## REQUIREMENTS
Please copy out only the stretch of data from the line containing "grass in the photo above." through the end of the data, both ends included and every line kept, shifting each coordinate in the answers up by 91. Leave the pictures out.
---
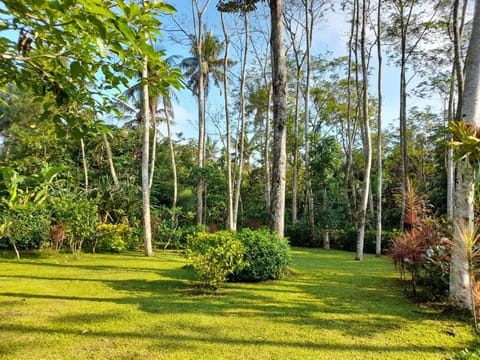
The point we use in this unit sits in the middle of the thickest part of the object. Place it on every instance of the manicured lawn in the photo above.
(132, 307)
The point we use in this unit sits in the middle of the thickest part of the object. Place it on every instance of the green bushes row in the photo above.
(248, 256)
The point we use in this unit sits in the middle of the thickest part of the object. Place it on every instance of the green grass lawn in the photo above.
(132, 307)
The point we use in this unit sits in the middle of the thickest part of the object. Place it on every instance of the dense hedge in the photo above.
(266, 256)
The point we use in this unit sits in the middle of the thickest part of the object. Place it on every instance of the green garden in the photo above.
(130, 307)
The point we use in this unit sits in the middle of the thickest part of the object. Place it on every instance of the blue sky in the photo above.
(330, 35)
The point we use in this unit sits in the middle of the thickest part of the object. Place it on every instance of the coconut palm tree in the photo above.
(205, 65)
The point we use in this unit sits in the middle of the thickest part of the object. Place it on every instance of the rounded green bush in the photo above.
(266, 256)
(214, 256)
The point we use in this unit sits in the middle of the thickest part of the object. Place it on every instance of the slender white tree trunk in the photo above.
(84, 163)
(279, 80)
(242, 121)
(172, 155)
(108, 150)
(367, 138)
(308, 58)
(266, 151)
(147, 225)
(153, 114)
(198, 23)
(231, 223)
(460, 285)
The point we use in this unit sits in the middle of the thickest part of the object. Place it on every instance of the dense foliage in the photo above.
(266, 256)
(214, 256)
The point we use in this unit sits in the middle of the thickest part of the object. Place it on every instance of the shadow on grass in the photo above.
(364, 301)
(205, 335)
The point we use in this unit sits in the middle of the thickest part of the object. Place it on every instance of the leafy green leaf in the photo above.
(76, 69)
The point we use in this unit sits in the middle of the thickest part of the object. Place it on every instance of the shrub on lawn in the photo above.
(266, 256)
(115, 238)
(214, 256)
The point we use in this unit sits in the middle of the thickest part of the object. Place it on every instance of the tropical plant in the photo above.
(214, 256)
(266, 256)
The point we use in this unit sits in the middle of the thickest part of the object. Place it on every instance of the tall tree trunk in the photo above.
(85, 165)
(198, 21)
(308, 58)
(295, 148)
(147, 229)
(367, 137)
(266, 151)
(231, 223)
(458, 25)
(279, 81)
(460, 282)
(167, 106)
(242, 121)
(378, 244)
(349, 186)
(153, 114)
(108, 150)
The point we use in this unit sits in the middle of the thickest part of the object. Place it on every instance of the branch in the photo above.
(31, 58)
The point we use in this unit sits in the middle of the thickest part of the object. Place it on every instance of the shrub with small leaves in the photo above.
(214, 256)
(436, 270)
(115, 238)
(266, 256)
(28, 226)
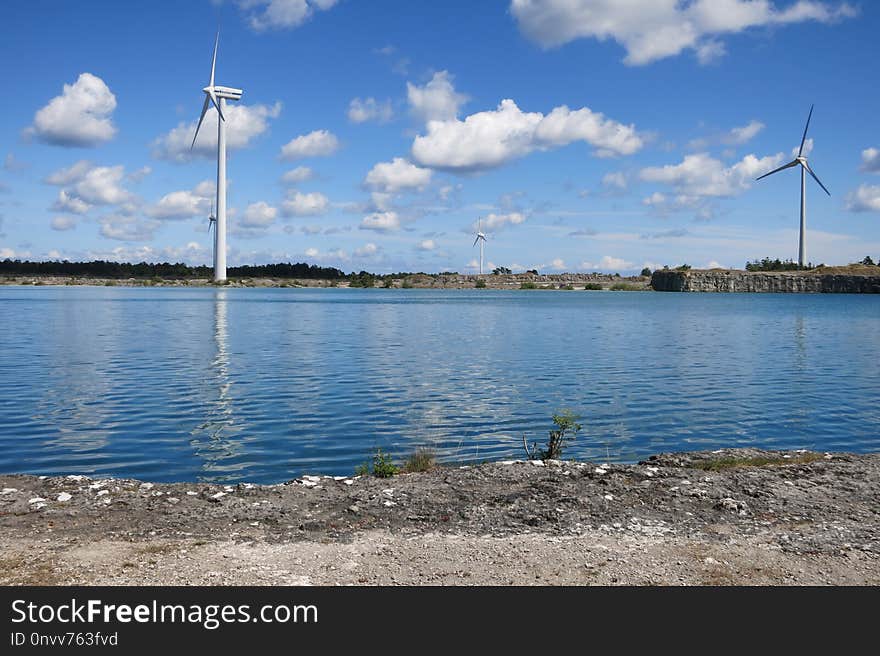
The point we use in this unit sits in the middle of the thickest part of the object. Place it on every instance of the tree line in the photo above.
(105, 269)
---
## OUTPUT FOR THIS TASK
The point we use in this unit sits in the middle of the thickest part of the object. Place it on every instance of the shadow on grass in the photo above.
(455, 392)
(296, 426)
The point we use in this unit sits in the middle of the thickest part of the object. Place it on every instance of the leafy green leaf in the photo above.
(167, 160)
The point we use in this unit sits in the middle of the thickest part of the object. Place it on every instance of the shrub on lawn in the photo above.
(357, 347)
(206, 329)
(305, 347)
The point we use in this unit sits in the middle of the thickest part of the object. Place it on every instance of the tropical plant in the photo above.
(305, 347)
(357, 347)
The point we use in this unit sits in the middle of the thickest part of the object. Place it on every instance of the tall tree trunk in the photo above.
(176, 256)
(289, 112)
(399, 149)
(386, 239)
(238, 320)
(458, 228)
(357, 242)
(322, 314)
(549, 116)
(370, 172)
(551, 373)
(258, 197)
(333, 212)
(469, 335)
(440, 277)
(244, 205)
(199, 241)
The point we use in this unit sits in the middle of the thickest part of the object. Place it on every instance of the branch in the photo above.
(122, 149)
The point we use in this unit sits in the middle of the thickest part of the object. Place it on every instance of the shrub with small leaves in the photo above.
(305, 347)
(527, 361)
(206, 329)
(357, 347)
(119, 317)
The point we use in this unit sits in the middle of the thickest part of the object. Place it on every instance of the tree line in the photo above.
(196, 360)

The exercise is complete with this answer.